TASK GOAL: Apart from the pictures, write out the records that follow exactly.

RECORDS SHOWN:
#####

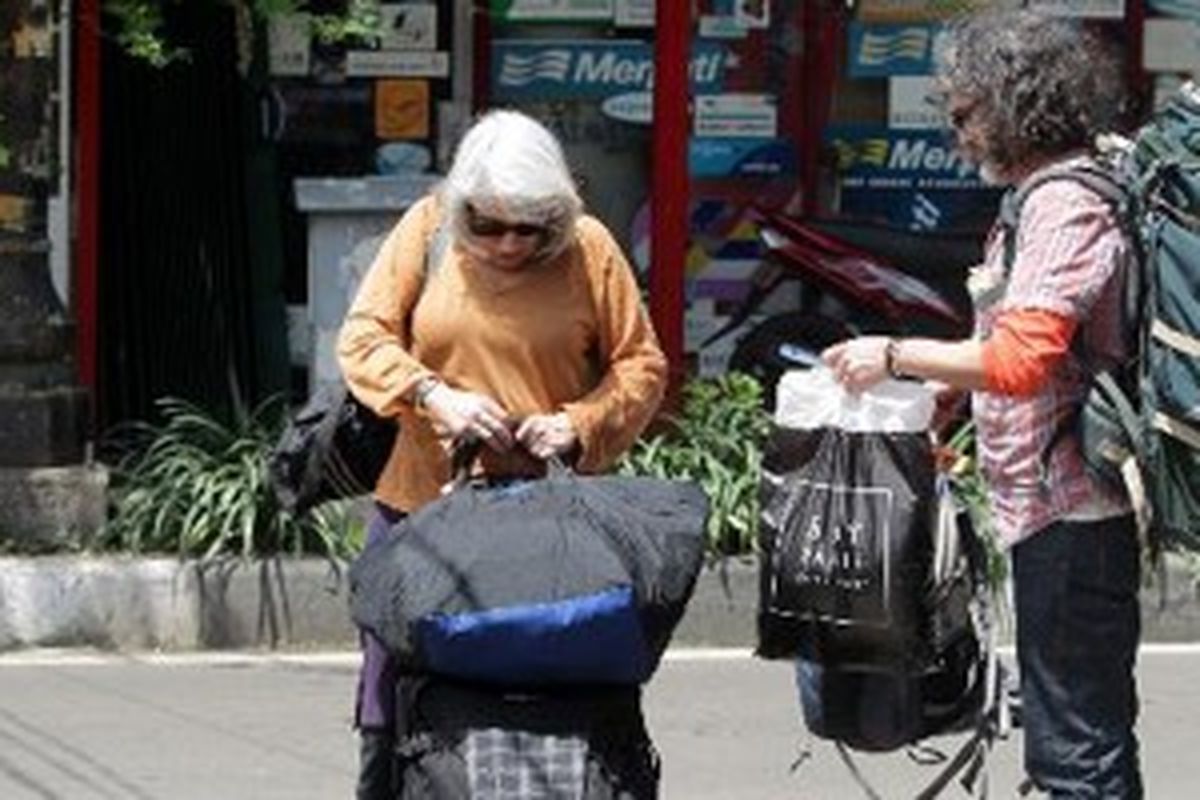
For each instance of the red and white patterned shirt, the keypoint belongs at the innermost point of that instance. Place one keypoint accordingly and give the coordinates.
(1071, 259)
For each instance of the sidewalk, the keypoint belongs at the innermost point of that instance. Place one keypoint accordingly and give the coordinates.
(163, 603)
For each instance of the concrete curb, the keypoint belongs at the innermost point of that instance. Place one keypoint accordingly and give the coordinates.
(121, 603)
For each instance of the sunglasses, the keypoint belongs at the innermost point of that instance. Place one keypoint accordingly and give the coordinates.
(492, 228)
(963, 114)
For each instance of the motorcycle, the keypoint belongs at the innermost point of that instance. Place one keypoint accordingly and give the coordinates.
(855, 278)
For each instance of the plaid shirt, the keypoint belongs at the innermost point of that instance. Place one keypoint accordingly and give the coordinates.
(1069, 262)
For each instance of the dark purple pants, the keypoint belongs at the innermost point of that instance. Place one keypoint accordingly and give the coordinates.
(376, 703)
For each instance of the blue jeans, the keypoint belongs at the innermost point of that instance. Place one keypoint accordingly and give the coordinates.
(1078, 624)
(376, 702)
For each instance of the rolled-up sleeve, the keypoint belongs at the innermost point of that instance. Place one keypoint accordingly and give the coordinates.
(373, 343)
(611, 416)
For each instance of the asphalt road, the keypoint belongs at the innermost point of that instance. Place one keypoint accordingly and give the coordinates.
(233, 726)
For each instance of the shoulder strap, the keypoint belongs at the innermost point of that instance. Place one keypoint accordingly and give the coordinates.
(436, 247)
(1091, 176)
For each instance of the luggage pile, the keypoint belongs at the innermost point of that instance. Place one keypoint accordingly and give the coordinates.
(525, 618)
(871, 579)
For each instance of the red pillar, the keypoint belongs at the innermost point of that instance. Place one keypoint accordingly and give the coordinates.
(669, 182)
(87, 178)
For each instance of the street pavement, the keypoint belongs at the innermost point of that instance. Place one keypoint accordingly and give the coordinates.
(81, 726)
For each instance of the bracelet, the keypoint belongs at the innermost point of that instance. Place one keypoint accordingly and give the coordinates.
(889, 359)
(425, 388)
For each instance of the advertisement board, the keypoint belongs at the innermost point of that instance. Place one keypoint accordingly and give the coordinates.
(552, 10)
(580, 68)
(883, 50)
(915, 11)
(912, 179)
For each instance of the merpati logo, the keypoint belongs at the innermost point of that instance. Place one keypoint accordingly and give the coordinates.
(899, 155)
(907, 43)
(621, 66)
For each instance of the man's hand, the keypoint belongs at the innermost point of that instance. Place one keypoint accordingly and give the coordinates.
(462, 414)
(547, 434)
(858, 364)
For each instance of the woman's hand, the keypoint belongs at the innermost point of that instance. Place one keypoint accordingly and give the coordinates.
(463, 415)
(858, 364)
(547, 434)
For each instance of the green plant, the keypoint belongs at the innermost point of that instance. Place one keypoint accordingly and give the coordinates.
(971, 491)
(715, 440)
(196, 486)
(141, 24)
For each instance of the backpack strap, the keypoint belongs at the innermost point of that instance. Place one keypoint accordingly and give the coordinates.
(1091, 176)
(1104, 184)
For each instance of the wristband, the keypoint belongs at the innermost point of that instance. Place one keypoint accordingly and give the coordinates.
(424, 388)
(889, 360)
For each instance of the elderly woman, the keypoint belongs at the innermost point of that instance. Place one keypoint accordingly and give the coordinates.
(526, 330)
(1026, 96)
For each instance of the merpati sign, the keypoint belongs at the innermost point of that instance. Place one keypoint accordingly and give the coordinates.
(568, 68)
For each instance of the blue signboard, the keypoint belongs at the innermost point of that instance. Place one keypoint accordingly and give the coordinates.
(591, 68)
(882, 50)
(912, 179)
(719, 157)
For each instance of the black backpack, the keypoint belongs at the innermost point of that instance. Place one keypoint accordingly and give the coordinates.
(876, 585)
(564, 579)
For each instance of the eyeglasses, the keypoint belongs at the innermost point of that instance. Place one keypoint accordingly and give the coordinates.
(492, 228)
(963, 114)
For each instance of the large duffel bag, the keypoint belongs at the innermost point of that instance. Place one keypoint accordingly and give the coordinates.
(568, 579)
(459, 740)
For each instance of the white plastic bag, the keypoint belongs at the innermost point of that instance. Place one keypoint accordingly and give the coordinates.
(813, 398)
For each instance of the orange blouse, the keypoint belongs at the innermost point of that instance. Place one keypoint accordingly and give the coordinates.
(1024, 348)
(570, 335)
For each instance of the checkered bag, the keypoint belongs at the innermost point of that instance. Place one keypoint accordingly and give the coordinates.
(461, 740)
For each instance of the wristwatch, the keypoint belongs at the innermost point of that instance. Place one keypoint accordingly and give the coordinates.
(423, 388)
(889, 360)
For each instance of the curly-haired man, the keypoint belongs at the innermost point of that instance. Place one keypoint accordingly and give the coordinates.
(1026, 95)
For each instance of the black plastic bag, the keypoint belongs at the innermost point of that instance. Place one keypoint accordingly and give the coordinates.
(846, 548)
(333, 447)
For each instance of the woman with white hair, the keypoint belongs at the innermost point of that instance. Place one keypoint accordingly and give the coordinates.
(526, 331)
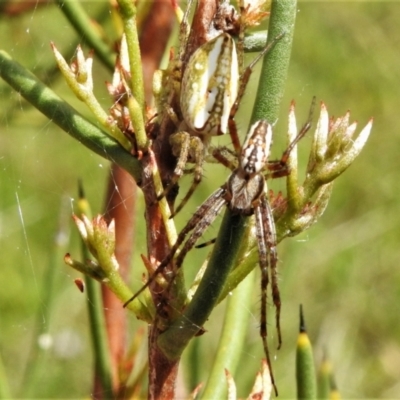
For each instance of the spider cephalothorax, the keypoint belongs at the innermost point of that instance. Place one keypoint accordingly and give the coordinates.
(207, 93)
(244, 193)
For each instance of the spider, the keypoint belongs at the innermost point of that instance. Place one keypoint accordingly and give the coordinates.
(244, 193)
(209, 94)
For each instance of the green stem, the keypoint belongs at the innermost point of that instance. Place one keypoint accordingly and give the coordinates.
(83, 24)
(174, 340)
(5, 392)
(276, 64)
(231, 233)
(96, 316)
(65, 116)
(305, 373)
(233, 337)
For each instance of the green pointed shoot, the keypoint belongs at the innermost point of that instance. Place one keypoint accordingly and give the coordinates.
(305, 372)
(324, 379)
(98, 332)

#####

ANSWER TO THE EXERCISE:
For each instance of the red and white patterned shirt, the keypoint belongs at the innermost point of that instance. Place one keypoint accordingly and give the coordinates.
(1071, 259)
For each instance of the sidewalk, the keypoint belongs at the innermost point of that instance. Place one keypoint accordingly and give the coordinates.
(163, 603)
For each instance of the concrete curb, the keypoint belongs at the innermost point of that instance. Place one keypoint accordingly and give the coordinates.
(121, 603)
For each instance of the sunglasses, the keypoint belongs at the innermost point of that instance. Place one keypoint accordingly and give the coordinates.
(492, 228)
(963, 114)
For each instance of the motorcycle, the keypoint belongs at the innermost point of that instance. Place one keypoint accordingly and give the coordinates.
(855, 278)
For each instance of the plaid shirt, the keypoint belongs at the innermost point of that instance. Place one keypoint accordingly and give the coordinates.
(1069, 262)
For each instance of the dark purple pants, the keypoint belongs at the innermost point of that instance. Place one keypoint accordingly and give the coordinates.
(376, 703)
For each instance of the blue jeans, the keypoint belongs at the innermost point of that instance. Place one keypoint accordingly and give the coordinates.
(1078, 624)
(376, 702)
For each instance of the rolled-up sleeve, the keypoint belongs at the innermost point of that instance. Place one keypoint accordingly and give the coordinates.
(373, 343)
(611, 416)
For each instance of the asphalt road, the keypoint belongs at the innermost point of that instance. Place one keypoint accordingly and give the coordinates.
(233, 726)
For each instance of the shoulder strap, the keypoint belongs at the innermost point of that instance. Place one keypoint accordingly and give the coordinates.
(436, 247)
(1091, 176)
For each instance of the luggage pile, the keypoint belongs at the innermost point of that instance. Place one keypoint accordingly and give the coordinates.
(525, 618)
(871, 579)
For each instance of the red pillar, the keypoint belongs at the innermost point of that instance. Place one keypoint accordingly and give the coordinates.
(669, 182)
(87, 178)
For each instance of the street pavement, the keypoint belongs at the innermost point of that instance. Place one keypoint accordingly and give the coordinates.
(81, 726)
For each instance of the bracelet, the keypoint belongs at the innermost point of that instance. Place one keypoint accordingly and give the coordinates.
(889, 359)
(425, 388)
For each instance of the advertisement board, the keypoint belongs at the innermost point of that instance. Place one keypoint accordingly and give the coordinates.
(552, 10)
(580, 68)
(883, 50)
(915, 11)
(912, 179)
For each instance of the merpati logo, the keypoint belongs at the innermost point of that instance. Place one keypoint accordingly and give the coordinates.
(899, 155)
(907, 43)
(621, 66)
For each instance of the man's hand, the keypoint belongs at the innermost point of that instance. Place one keypoint accordingly and give the coordinates.
(462, 414)
(547, 434)
(858, 364)
For each instance of the woman's hand, the keypoint belongs at the innermost point of that instance. Place one keypoint accordingly and give the coordinates.
(463, 415)
(858, 364)
(547, 434)
For each instance of the green plant, the keypoint belongs at the innermost point of that instance. Place one keypoint accordingly and give the coordinates.
(971, 491)
(715, 440)
(196, 486)
(141, 24)
For each instance of the backpack strap, the keypoint belongs at the innermost point of that instance. Place one keypoint accordingly and give the coordinates.
(1091, 176)
(1104, 184)
For each instance of the wristband, the keypoint belongs at the innermost point of that instance. Place one keypoint accordingly and give the coordinates.
(424, 388)
(889, 360)
For each instance of the elderly woman, the keypoint belongs at the innermost point of that instance. Place one keypoint accordingly and give the coordinates.
(526, 330)
(1026, 96)
For each instance of the merpati sign, the keypoint belongs at the innermost point of that instance. Place one keypoint accordingly and give the coordinates.
(568, 68)
For each instance of the blue signboard, the keypoint belongs at the innermost point of that instance. Place one keypoint accordingly and give the coordinates.
(591, 68)
(882, 50)
(912, 179)
(719, 157)
For each instance of the black backpack, the keypoint belongs at the innermost point of that instance. Place one keypoint accordingly and give the coordinates.
(876, 585)
(564, 579)
For each instance of the eyeglasses, the keypoint belongs at the innermost point of that instance. Place one keypoint accordingly and give the coordinates.
(492, 228)
(963, 114)
For each instance of the large duffel bag, the keypoint belongs at the innermost point of that instance. Place one keypoint accordingly and give the coordinates.
(568, 579)
(459, 740)
For each instance of the white plastic bag, the keypoint belongs at the innermost point of that instance. Place one keypoint accordingly and give the coordinates.
(813, 398)
For each instance of the orange blouse, the keypoint belongs at the innermost point of that instance. Place one keypoint accordingly and give the coordinates.
(1024, 348)
(570, 335)
For each instance of the checkered bag, the keypoint belongs at the innermost point of that instance. Place one keypoint accordingly and give the coordinates.
(461, 740)
For each instance of the wristwatch, the keypoint belongs at the innermost point of that instance. Place one keypoint accordingly and give the coordinates.
(423, 388)
(889, 360)
For each instance of the curly-haired man, the keypoint belongs at the innermost point of that instance. Place one keypoint accordingly and give the coordinates.
(1026, 95)
For each instance of the black plastic bag, the keypoint belongs at the innermost point of that instance. Place one keypoint accordingly and give the coordinates.
(846, 548)
(333, 447)
For each instance of the woman with white hair, the keypoint belongs at the innermost point of that instance. Place one keypoint accordingly and give the coordinates.
(526, 331)
For each instance of the spider cephalothorax, the keypoint belongs at the innermost point of that instance. Place one keypoint accordingly and give the coordinates.
(207, 93)
(244, 193)
For each instance of the spider, the keypoint belongs at the innermost point of that instance. Place one keypoint accordingly and give the coordinates.
(244, 193)
(209, 94)
For each instance of the green stem, the keypoint belongs at the innermost point of that instance. Place one keypoint accordingly and give the coordinates.
(83, 24)
(174, 340)
(5, 392)
(276, 64)
(231, 233)
(96, 316)
(65, 116)
(305, 373)
(233, 337)
For each instance of the green pointed shoot, the keypoint belongs at the innermost point of that instance. Place one keypoint accordingly and give the coordinates.
(305, 372)
(324, 379)
(98, 332)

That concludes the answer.